:: Passage to read ::
Upcoming 2024 graduate Kylie Price is a stand-out scholar and a familiar face around campus. As her last year at Castaic comes to a close, we are here to immortalize Price and her accomplishments.
Reviewing her high school years, Price describes her experience as “really rewarding.”
“High school can be such a fun time if you make it; your mindset determines that,” states Price.
As her freshman year was during the COVID-19 pandemic, she acknowledged that at first, her experience was fairly negative. However, once she shifted her mindset and took advantage of everything she could, she sought to make the next few years as memorable as she could.
Price has already received early admissions to the prestigious schools, UC Berkeley and UC Santa Barbara, however, her ultimate goal is to attend Stanford or Georgetown University
She has been noted as an extremely hard-working and passionate student by teachers and peers, always putting her best foot forward and 100% into everything she does.
David Williams, social studies teacher and advisory teacher of Price recalls his own experiences with Price. “Kylie is a superlative student, she is extraordinary in almost every aspect, I’ve never seen anyone more hardworking and authentically dedicated to their learning process.”
Along with her teachers, Price is admired by many of her peers.
“I adore Kylie, she is extremely creative and compassionate,” stated Price’s long-term friend Rachel Burnett. “I am so excited to watch her grow and continue to support her as she continues to become the extremely successful woman she is.”

:: Data records ::
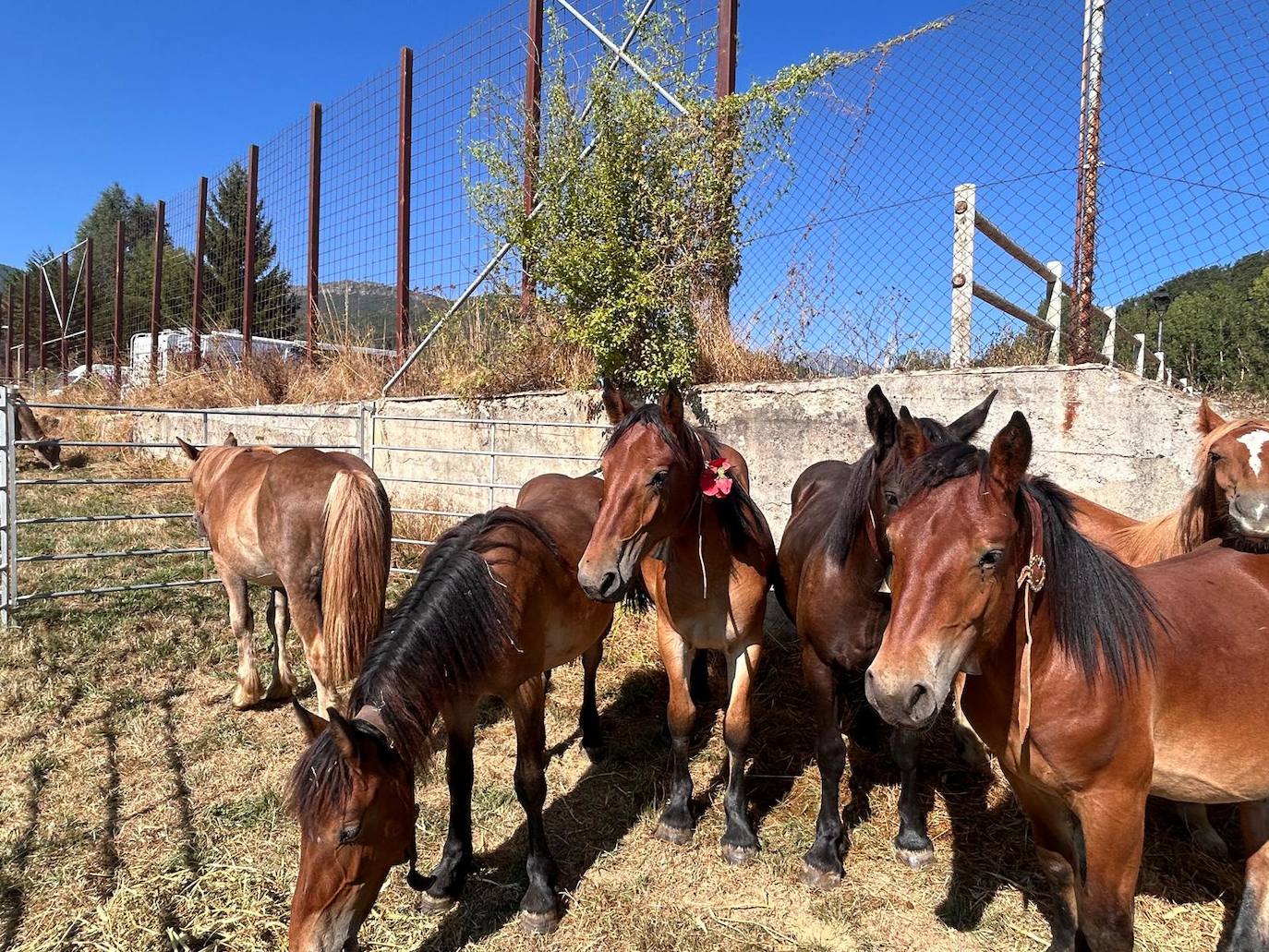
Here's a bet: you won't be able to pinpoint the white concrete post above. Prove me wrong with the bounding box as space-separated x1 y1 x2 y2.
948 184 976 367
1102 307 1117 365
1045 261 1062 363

==

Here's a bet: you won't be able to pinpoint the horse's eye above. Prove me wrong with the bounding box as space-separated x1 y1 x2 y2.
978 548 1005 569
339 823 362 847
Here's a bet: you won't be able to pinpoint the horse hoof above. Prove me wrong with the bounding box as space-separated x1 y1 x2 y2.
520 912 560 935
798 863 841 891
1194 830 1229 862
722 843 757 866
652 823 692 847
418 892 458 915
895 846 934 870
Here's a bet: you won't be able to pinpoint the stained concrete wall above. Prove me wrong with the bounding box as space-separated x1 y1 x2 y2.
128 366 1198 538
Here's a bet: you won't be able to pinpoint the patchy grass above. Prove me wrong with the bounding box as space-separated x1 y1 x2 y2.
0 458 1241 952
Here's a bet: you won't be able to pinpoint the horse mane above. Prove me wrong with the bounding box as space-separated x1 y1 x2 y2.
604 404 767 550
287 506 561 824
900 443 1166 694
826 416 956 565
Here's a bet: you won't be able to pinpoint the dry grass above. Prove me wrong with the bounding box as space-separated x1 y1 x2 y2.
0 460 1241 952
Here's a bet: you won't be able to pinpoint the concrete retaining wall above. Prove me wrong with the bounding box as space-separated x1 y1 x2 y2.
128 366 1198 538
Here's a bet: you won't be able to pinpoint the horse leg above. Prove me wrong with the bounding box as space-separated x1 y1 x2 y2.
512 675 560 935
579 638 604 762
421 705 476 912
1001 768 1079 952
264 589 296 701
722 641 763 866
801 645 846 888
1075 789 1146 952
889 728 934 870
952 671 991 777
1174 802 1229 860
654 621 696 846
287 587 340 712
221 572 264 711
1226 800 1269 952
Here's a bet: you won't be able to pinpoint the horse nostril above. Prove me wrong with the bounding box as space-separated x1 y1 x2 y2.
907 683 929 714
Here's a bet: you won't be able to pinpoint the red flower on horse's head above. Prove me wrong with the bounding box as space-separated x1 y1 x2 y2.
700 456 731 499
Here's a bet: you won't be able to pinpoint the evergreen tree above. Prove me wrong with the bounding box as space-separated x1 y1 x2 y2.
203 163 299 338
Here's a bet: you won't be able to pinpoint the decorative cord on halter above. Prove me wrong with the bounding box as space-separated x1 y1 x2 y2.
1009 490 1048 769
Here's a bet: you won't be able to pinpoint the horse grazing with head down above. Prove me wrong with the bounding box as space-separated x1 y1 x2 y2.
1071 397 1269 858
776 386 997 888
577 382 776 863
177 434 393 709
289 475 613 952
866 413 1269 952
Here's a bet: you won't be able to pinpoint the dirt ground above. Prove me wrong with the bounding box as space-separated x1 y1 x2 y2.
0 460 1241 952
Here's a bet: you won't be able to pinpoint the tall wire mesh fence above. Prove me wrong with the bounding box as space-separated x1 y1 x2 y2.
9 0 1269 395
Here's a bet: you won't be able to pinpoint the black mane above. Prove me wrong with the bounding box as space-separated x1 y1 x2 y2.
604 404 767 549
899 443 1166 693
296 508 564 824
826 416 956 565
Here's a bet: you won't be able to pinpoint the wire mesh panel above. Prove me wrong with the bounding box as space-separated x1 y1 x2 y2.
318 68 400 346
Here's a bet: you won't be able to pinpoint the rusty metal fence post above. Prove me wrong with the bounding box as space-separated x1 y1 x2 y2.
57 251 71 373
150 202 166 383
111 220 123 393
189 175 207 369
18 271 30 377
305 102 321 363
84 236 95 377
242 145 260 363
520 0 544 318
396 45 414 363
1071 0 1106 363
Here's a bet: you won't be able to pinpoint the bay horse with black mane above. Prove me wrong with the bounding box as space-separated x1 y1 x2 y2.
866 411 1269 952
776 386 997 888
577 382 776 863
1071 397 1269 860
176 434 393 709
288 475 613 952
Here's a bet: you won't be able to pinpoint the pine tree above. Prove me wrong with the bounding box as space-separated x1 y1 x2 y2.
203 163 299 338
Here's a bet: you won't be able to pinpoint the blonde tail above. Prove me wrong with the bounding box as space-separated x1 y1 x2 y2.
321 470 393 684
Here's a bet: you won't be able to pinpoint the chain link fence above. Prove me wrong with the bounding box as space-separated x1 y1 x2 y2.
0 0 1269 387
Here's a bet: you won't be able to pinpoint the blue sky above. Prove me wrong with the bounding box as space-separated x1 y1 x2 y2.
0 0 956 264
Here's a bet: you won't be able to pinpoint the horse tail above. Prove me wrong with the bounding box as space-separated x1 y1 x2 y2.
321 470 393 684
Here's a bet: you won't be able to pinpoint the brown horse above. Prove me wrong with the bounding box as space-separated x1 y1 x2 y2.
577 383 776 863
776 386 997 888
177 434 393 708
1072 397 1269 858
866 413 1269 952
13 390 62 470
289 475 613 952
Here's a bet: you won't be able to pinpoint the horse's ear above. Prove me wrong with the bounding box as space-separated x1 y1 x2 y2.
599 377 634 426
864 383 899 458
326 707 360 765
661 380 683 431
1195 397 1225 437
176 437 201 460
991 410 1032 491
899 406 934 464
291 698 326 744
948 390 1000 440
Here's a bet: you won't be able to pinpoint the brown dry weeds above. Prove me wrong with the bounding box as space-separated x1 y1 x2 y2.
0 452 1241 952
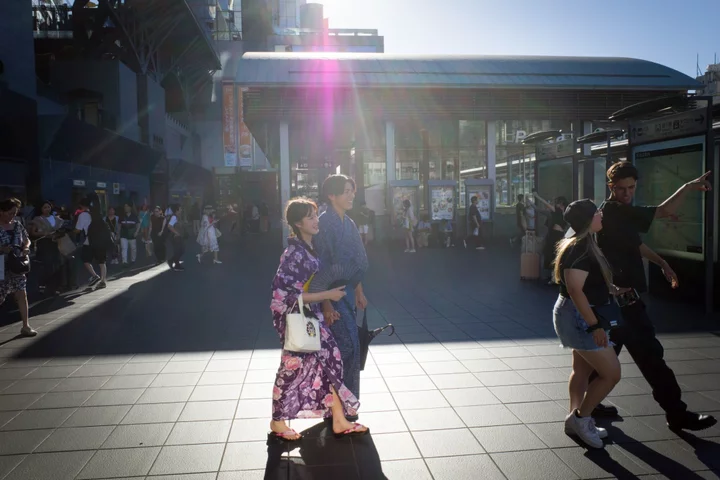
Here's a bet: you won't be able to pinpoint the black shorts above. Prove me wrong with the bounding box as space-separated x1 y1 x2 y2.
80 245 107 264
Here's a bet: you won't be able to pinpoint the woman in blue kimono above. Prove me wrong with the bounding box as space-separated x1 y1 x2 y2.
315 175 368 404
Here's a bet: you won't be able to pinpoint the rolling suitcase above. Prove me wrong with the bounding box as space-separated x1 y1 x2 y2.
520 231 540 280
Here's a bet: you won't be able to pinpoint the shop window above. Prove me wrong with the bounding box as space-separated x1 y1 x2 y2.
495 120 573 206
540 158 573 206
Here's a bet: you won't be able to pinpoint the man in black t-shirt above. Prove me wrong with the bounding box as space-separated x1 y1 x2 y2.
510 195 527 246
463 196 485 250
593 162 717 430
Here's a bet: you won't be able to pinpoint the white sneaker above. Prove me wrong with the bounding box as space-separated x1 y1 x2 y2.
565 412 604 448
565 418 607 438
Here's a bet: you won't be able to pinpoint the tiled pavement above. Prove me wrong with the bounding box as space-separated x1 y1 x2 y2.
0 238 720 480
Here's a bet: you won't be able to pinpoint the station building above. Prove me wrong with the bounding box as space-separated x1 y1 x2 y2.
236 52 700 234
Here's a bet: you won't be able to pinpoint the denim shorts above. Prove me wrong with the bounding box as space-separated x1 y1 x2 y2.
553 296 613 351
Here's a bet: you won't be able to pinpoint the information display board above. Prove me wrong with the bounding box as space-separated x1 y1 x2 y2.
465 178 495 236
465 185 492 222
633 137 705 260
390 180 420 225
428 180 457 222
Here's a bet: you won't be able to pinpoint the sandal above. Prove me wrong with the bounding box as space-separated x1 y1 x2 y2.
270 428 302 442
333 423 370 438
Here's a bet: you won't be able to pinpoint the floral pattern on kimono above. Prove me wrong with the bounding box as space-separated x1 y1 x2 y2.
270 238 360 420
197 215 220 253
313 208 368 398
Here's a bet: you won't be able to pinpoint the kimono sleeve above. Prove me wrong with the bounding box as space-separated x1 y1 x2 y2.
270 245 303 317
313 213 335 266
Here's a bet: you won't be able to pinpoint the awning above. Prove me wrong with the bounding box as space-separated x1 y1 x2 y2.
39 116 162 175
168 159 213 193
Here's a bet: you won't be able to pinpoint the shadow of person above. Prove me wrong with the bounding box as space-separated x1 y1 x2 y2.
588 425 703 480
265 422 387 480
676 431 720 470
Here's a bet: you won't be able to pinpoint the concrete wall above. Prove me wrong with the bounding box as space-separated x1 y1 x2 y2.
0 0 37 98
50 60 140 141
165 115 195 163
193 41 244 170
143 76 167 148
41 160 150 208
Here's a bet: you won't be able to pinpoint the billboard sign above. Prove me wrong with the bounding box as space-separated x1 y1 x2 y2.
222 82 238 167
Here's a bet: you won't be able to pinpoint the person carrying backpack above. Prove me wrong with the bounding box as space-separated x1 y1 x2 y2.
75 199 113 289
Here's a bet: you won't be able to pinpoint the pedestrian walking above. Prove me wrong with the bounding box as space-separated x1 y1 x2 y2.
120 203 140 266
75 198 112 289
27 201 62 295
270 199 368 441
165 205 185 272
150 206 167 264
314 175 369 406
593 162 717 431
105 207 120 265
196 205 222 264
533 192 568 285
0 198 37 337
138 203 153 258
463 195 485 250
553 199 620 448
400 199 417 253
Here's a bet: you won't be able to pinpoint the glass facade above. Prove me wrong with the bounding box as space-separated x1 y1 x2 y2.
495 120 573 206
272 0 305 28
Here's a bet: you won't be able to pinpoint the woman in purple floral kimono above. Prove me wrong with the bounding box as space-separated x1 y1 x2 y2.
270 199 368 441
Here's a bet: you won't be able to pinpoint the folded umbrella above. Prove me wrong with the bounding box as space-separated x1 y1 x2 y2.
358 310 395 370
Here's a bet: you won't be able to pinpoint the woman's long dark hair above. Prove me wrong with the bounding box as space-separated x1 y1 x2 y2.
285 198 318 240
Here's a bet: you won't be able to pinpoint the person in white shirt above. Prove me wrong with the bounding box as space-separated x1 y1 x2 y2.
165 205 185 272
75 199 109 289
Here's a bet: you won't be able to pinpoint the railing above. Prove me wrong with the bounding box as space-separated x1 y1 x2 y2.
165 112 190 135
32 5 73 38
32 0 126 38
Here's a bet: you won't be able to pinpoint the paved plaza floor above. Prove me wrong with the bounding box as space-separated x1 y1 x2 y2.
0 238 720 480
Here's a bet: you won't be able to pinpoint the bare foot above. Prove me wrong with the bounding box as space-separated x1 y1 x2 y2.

--

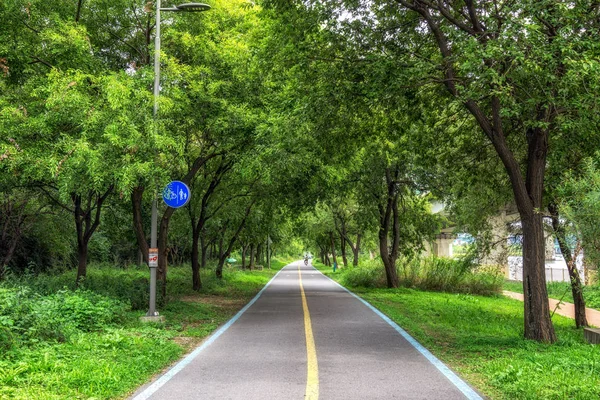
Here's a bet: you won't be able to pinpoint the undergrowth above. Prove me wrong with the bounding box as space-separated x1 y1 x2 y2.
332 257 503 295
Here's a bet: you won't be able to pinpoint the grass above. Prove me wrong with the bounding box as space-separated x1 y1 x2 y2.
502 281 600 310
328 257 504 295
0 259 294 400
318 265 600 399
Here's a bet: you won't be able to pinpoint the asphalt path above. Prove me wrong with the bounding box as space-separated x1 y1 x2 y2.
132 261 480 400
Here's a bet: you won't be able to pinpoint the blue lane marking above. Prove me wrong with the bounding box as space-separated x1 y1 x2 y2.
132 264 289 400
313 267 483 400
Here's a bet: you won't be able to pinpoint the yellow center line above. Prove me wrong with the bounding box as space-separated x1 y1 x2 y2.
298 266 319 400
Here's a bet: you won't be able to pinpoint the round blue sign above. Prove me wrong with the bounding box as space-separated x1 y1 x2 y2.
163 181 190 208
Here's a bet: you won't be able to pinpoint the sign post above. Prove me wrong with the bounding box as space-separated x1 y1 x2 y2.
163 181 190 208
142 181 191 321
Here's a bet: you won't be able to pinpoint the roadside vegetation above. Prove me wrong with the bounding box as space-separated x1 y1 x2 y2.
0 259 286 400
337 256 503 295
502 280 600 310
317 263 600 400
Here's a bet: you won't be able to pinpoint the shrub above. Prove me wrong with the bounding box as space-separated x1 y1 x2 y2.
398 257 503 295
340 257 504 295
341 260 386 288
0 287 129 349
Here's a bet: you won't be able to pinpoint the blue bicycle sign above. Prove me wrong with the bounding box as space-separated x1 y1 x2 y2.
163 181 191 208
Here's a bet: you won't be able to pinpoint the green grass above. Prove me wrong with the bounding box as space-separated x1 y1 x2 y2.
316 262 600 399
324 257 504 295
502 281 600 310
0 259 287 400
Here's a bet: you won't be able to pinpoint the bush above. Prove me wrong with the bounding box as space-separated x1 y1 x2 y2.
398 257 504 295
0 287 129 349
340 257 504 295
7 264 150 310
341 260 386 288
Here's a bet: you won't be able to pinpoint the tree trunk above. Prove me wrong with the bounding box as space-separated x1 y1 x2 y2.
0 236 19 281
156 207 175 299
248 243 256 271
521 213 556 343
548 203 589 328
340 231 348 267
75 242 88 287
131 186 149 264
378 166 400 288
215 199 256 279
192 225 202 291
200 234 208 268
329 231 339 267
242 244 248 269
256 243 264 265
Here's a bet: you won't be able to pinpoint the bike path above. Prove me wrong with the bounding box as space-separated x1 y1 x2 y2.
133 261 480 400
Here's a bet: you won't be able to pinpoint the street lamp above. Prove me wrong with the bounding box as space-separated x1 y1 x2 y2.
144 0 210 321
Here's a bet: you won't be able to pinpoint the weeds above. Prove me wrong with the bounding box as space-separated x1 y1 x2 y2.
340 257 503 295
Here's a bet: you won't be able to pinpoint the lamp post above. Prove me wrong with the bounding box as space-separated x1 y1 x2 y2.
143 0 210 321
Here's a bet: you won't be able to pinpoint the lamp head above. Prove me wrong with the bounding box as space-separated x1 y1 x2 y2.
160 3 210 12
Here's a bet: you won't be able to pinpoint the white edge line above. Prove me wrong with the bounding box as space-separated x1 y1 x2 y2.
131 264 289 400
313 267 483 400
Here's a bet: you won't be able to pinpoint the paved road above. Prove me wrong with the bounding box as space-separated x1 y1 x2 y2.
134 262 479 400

:: Assignment ::
Answer these questions from the profile of Kylie Price:
(a) Which two schools have already granted Price early admission?
(b) What subject does David Williams teach?
(c) What was happening during Price's freshman year?

:: Answer space ::
(a) UC Berkeley and UC Santa Barbara
(b) Social studies
(c) The COVID-19 pandemic